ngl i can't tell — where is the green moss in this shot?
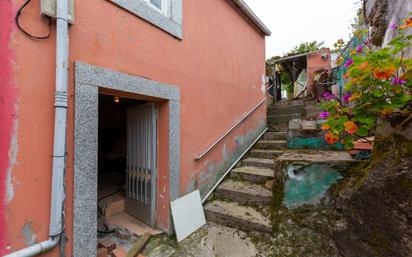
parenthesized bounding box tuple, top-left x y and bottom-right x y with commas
(270, 164, 285, 233)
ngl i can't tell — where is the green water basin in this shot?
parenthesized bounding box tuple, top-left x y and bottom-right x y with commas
(283, 162, 343, 208)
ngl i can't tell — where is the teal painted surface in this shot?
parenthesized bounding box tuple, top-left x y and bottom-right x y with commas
(336, 36, 365, 96)
(288, 137, 344, 150)
(283, 163, 343, 209)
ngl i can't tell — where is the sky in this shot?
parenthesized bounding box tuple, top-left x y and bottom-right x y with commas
(243, 0, 361, 58)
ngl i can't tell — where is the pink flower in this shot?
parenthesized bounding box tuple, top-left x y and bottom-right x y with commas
(356, 45, 363, 53)
(323, 92, 335, 100)
(319, 111, 330, 119)
(342, 93, 351, 103)
(389, 23, 398, 30)
(344, 59, 354, 68)
(391, 77, 406, 85)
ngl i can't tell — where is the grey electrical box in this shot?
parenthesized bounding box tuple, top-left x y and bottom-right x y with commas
(41, 0, 75, 24)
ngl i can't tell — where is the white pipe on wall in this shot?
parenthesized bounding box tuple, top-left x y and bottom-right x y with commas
(5, 0, 69, 256)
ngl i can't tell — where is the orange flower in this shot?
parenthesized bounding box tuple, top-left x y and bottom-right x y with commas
(373, 65, 396, 80)
(351, 78, 358, 83)
(321, 123, 330, 131)
(343, 72, 349, 79)
(325, 131, 339, 144)
(344, 121, 358, 135)
(358, 61, 369, 70)
(400, 18, 412, 29)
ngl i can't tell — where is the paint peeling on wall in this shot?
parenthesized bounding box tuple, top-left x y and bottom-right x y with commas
(21, 221, 38, 246)
(6, 118, 18, 203)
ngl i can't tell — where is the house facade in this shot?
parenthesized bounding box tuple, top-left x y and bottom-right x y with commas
(0, 0, 270, 256)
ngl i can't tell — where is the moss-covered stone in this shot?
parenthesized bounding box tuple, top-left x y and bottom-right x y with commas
(331, 135, 412, 257)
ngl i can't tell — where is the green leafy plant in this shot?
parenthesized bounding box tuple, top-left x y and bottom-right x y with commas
(320, 16, 412, 149)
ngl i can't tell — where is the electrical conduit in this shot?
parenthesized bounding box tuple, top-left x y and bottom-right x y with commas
(5, 0, 69, 256)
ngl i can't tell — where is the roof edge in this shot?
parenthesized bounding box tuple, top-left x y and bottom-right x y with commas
(269, 49, 329, 64)
(231, 0, 271, 36)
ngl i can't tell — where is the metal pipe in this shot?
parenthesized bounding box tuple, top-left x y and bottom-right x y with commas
(202, 128, 268, 203)
(195, 98, 266, 161)
(5, 0, 69, 256)
(3, 236, 60, 257)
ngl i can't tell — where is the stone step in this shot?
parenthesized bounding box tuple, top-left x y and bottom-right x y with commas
(255, 140, 287, 150)
(249, 149, 283, 159)
(267, 119, 289, 126)
(216, 179, 272, 205)
(274, 99, 305, 106)
(263, 131, 287, 140)
(268, 104, 305, 115)
(242, 158, 274, 169)
(204, 200, 272, 233)
(267, 125, 288, 133)
(267, 113, 302, 123)
(230, 166, 274, 183)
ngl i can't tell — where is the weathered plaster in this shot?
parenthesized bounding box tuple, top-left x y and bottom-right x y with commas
(196, 119, 266, 198)
(21, 221, 37, 246)
(108, 0, 183, 39)
(6, 117, 18, 203)
(0, 1, 17, 255)
(74, 62, 180, 256)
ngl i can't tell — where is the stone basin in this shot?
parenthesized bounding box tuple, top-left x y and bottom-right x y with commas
(273, 150, 359, 209)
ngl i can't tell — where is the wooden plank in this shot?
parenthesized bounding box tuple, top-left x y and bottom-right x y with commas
(126, 232, 151, 257)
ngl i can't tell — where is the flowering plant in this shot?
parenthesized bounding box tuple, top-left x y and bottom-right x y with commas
(320, 16, 412, 148)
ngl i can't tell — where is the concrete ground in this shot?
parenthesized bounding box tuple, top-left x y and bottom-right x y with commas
(142, 222, 264, 257)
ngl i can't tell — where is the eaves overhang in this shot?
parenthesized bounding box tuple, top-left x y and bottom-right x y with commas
(231, 0, 271, 36)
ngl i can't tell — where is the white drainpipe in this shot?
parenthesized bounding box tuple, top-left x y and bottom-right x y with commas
(5, 0, 69, 256)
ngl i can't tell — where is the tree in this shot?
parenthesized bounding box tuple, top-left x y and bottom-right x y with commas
(286, 40, 325, 56)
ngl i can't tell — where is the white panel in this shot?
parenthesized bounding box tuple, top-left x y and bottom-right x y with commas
(170, 190, 206, 242)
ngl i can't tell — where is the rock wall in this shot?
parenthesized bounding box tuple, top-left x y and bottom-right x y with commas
(332, 135, 412, 257)
(365, 0, 412, 56)
(331, 3, 412, 255)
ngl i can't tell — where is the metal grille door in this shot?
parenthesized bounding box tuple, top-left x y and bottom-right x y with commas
(126, 103, 157, 226)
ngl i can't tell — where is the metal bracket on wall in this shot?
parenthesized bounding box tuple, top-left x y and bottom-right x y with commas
(41, 0, 75, 24)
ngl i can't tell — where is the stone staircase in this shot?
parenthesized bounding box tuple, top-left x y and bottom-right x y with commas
(204, 100, 305, 233)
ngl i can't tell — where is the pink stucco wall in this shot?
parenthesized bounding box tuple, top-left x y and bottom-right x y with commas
(306, 48, 332, 94)
(3, 0, 267, 255)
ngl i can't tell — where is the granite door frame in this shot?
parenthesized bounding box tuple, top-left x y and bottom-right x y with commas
(73, 62, 180, 256)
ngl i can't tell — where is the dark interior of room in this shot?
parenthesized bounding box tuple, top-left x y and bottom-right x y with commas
(97, 94, 145, 198)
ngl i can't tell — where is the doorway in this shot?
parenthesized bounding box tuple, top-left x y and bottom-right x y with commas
(97, 94, 157, 229)
(74, 62, 180, 256)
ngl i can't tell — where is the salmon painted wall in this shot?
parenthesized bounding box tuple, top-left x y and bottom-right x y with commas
(1, 1, 18, 256)
(306, 48, 332, 93)
(4, 0, 267, 256)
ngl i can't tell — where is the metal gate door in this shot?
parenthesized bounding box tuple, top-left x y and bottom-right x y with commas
(126, 103, 157, 226)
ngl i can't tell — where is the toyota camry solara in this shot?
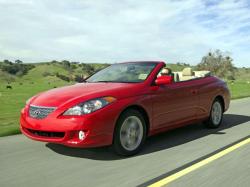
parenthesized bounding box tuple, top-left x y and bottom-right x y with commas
(20, 61, 230, 156)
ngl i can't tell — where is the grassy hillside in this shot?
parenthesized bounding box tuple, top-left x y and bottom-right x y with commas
(235, 67, 250, 81)
(0, 61, 249, 137)
(0, 65, 72, 136)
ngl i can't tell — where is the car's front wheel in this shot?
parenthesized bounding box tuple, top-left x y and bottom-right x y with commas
(205, 98, 223, 128)
(113, 109, 146, 156)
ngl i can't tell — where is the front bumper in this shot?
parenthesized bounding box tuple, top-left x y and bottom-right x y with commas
(20, 105, 119, 148)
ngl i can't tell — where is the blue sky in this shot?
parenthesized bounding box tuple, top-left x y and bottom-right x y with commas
(0, 0, 250, 67)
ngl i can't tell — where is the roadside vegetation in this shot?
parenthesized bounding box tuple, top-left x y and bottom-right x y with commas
(196, 50, 250, 99)
(0, 51, 250, 136)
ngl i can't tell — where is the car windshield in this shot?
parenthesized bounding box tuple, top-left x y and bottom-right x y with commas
(86, 62, 157, 83)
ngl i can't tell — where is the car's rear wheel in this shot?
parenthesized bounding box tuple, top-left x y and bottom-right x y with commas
(205, 98, 223, 128)
(113, 109, 146, 156)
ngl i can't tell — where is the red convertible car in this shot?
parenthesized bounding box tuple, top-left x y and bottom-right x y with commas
(20, 61, 230, 156)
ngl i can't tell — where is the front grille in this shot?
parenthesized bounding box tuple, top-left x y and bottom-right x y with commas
(29, 105, 56, 119)
(27, 128, 65, 138)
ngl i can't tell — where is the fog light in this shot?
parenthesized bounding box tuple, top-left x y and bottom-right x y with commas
(78, 131, 85, 140)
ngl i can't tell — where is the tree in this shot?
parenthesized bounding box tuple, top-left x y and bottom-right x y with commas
(0, 61, 34, 76)
(82, 63, 95, 76)
(3, 59, 12, 65)
(197, 49, 235, 79)
(15, 59, 23, 64)
(62, 60, 71, 68)
(51, 60, 58, 64)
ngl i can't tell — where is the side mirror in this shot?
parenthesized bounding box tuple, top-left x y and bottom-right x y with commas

Exercise goal ::
Exact duplication is required for the lines above, from the line that contains "ngl i can't tell — where is the roof" to the line that contains "ngl i can't tell — where is the stone step", inclusive; omit all others.

Written solution ::
ngl i can't tell — where is the roof edge in this shot?
parenthesized bounding box tuple, top-left x y and bottom-right x y with commas
(269, 49, 329, 64)
(231, 0, 271, 36)
ngl i can't tell — where is the metal pipe in this shot?
parenthesized bounding box tuple, top-left x y and bottom-right x y with commas
(202, 128, 268, 203)
(195, 98, 266, 161)
(5, 0, 69, 256)
(3, 236, 60, 257)
ngl i can't tell — where is the stone step in this shot?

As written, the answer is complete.